SOURCE DOCUMENT
# # #

It’s now nearly six years since we started the Churchyard Conservation Project.  Most of the trees and shrubs we planted are thriving, though we’ve had to replace one or two.  The two wild cherries on the left of the path are growing quite fast and have produced lots of blossom each year.  

The oaks and a hornbeam are growing, though more slowly, and we have had to replace one of the alders which had apparently been nibbled at the base by some creature which managed to chew through the plastic tree guard!  We also have a silver birch, planted by the Beading Group to celebrate the Queen’s Diamond Jubilee.  The hawthorn whips we planted along the western boundary are gradually forming a hedge and the dogwoods in the far north-west corner are doing really well; they now form a definite backdrop to that part of the graveyard.

# # #

WRITTEN REQUEST 1
In the churchyard project update, which group planted the silver birch?
WRITTEN REQUEST 2
Reproduce verbatim the part of the churchyard project update starting with "It’s now nearly" and going on through "blossom each year.".

[Object pointing dataset rows]
# # #

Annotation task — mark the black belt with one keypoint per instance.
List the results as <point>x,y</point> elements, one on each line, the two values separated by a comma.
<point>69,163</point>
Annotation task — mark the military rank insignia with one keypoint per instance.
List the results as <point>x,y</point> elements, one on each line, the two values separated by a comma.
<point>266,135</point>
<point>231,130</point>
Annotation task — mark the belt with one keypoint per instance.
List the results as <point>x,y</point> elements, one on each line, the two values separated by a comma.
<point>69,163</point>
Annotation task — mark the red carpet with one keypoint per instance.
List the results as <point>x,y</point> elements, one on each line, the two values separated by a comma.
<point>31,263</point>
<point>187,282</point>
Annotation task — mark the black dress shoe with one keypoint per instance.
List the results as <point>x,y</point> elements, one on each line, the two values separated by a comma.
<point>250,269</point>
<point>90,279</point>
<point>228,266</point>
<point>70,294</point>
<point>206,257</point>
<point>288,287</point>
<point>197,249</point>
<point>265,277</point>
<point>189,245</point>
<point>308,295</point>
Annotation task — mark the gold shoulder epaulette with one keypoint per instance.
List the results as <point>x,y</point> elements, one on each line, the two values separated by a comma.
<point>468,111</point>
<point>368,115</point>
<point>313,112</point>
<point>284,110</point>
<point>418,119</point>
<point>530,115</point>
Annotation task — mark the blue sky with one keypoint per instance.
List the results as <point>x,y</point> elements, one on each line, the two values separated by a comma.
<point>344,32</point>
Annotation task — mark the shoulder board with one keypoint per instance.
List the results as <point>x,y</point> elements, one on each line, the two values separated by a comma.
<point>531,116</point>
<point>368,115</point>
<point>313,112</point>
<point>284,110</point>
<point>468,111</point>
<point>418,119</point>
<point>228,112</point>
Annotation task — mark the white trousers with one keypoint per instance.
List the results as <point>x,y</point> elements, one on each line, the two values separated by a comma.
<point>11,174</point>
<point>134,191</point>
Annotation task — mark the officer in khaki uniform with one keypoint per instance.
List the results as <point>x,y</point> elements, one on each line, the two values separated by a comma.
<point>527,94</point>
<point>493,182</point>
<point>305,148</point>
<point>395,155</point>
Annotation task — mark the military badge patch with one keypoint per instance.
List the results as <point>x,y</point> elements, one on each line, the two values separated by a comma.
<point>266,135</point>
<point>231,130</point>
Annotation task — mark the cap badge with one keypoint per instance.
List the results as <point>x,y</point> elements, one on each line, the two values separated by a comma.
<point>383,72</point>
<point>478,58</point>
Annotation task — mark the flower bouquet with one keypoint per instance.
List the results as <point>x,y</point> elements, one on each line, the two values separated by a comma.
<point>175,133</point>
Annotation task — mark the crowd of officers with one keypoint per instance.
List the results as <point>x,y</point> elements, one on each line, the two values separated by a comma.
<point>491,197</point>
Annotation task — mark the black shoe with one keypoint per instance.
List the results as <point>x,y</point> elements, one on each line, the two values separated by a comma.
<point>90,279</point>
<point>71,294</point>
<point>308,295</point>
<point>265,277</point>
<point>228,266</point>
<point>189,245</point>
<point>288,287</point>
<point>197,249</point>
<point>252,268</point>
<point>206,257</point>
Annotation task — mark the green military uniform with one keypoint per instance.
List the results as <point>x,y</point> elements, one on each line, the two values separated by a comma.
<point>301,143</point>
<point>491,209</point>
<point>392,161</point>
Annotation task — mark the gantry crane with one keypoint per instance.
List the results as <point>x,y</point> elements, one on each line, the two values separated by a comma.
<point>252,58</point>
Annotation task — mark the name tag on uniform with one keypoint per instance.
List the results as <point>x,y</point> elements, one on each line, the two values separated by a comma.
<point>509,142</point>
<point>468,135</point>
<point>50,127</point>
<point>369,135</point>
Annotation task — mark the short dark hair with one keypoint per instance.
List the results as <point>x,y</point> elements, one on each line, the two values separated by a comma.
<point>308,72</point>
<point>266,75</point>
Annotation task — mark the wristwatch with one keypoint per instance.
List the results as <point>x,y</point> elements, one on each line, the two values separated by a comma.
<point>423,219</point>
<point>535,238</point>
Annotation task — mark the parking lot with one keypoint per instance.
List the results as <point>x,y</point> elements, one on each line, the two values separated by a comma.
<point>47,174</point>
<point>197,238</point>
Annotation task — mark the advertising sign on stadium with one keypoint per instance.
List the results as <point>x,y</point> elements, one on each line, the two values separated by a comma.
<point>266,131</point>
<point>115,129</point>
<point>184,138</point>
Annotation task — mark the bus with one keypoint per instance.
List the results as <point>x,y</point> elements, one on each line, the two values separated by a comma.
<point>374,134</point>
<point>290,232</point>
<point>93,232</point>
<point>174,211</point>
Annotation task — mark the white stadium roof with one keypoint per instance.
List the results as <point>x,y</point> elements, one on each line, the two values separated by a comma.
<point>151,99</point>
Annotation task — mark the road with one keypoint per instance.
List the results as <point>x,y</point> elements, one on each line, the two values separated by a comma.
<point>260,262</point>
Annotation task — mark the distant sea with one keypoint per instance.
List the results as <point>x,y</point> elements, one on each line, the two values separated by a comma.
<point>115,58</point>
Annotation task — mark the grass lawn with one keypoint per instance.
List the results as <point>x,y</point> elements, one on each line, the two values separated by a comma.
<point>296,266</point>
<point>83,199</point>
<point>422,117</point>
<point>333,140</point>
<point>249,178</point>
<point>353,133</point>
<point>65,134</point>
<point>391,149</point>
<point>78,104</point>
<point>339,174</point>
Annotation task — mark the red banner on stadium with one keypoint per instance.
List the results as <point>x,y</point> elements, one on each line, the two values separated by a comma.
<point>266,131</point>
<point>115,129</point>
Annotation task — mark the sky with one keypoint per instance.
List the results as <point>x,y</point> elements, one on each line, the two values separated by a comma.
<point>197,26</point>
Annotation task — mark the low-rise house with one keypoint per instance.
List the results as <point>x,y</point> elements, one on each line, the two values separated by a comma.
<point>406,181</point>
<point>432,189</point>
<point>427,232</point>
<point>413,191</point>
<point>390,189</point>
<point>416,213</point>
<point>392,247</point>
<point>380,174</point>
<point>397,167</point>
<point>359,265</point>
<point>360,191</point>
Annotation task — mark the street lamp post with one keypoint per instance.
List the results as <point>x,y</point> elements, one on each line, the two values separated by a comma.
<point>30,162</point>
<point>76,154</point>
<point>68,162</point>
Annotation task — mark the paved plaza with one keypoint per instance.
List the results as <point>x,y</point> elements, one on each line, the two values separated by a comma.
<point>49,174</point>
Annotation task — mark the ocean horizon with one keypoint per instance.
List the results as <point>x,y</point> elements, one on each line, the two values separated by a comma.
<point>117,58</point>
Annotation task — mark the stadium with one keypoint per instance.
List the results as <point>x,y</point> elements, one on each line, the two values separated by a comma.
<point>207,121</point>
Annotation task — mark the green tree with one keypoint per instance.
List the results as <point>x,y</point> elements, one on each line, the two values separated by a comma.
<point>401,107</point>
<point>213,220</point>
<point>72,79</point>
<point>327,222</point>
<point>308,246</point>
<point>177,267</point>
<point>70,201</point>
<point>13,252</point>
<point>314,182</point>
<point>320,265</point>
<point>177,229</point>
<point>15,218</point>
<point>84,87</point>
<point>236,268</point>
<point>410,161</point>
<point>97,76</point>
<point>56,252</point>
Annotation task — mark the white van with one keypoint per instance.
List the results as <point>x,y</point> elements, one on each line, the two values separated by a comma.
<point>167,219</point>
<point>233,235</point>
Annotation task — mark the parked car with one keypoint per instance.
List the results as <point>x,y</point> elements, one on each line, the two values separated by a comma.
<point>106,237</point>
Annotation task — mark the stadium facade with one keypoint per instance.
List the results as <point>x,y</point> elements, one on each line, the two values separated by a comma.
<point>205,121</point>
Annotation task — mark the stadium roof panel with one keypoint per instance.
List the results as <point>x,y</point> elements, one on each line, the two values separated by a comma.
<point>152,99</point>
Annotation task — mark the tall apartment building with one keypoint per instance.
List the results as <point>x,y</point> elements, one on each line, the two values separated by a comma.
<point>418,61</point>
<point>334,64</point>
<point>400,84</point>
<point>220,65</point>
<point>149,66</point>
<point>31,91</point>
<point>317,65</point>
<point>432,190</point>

# # #

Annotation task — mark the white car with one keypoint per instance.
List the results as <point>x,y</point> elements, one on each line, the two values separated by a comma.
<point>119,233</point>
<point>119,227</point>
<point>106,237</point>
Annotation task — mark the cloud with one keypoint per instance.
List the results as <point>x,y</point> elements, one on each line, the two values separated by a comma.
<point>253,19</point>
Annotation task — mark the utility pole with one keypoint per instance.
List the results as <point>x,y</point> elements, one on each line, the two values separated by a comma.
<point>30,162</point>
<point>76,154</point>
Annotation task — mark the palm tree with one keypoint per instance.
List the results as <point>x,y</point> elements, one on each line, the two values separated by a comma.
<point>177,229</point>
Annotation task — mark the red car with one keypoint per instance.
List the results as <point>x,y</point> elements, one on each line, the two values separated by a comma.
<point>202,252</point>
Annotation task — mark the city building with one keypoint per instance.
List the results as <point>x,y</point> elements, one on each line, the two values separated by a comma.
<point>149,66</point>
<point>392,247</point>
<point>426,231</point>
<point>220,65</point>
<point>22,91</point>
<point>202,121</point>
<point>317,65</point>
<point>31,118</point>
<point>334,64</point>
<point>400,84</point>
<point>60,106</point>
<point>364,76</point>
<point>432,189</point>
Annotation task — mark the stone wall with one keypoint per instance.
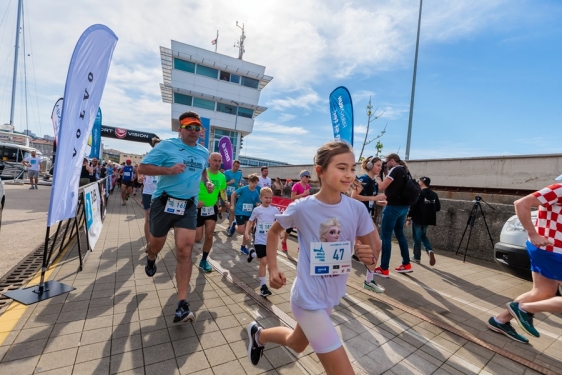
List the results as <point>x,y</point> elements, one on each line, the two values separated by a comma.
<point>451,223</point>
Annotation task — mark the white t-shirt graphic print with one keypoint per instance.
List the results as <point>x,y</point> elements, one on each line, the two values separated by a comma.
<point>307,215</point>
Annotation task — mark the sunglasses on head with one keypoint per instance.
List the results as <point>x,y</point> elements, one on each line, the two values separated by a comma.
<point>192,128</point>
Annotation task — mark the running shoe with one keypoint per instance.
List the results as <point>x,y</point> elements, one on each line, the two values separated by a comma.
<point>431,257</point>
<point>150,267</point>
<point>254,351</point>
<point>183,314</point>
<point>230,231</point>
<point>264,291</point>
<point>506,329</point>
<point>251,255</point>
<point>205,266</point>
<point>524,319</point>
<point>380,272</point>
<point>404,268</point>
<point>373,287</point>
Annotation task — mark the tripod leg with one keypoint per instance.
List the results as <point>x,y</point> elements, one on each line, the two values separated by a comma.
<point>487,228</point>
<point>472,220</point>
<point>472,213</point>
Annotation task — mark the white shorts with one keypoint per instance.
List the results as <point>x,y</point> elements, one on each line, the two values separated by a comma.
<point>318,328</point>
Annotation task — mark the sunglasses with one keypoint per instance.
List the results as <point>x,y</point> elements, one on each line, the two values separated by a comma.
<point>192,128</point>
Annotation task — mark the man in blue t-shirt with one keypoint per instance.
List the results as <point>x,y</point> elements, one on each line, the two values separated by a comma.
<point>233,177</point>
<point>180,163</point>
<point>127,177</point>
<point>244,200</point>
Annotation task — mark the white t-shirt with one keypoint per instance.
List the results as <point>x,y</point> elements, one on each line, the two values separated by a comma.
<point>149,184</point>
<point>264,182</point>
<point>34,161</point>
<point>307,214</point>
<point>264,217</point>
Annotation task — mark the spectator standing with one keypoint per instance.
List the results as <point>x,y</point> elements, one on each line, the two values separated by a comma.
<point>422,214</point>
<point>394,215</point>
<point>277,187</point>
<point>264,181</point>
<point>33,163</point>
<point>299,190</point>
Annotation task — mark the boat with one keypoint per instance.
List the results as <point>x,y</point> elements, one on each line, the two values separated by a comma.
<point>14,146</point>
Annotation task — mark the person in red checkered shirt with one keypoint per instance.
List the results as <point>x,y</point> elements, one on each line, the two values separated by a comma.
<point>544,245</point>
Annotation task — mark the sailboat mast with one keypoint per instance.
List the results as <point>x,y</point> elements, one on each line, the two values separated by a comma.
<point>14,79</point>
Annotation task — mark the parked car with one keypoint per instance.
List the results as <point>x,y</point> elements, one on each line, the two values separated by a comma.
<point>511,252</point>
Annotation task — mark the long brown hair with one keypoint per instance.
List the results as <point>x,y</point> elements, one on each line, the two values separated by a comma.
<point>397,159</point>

# # #

TASK SOLUTION 1
The Beading Group.

TASK SOLUTION 2
It’s now nearly six years since we started the Churchyard Conservation Project.  Most of the trees and shrubs we planted are thriving, though we’ve had to replace one or two.  The two wild cherries on the left of the path are growing quite fast and have produced lots of blossom each year.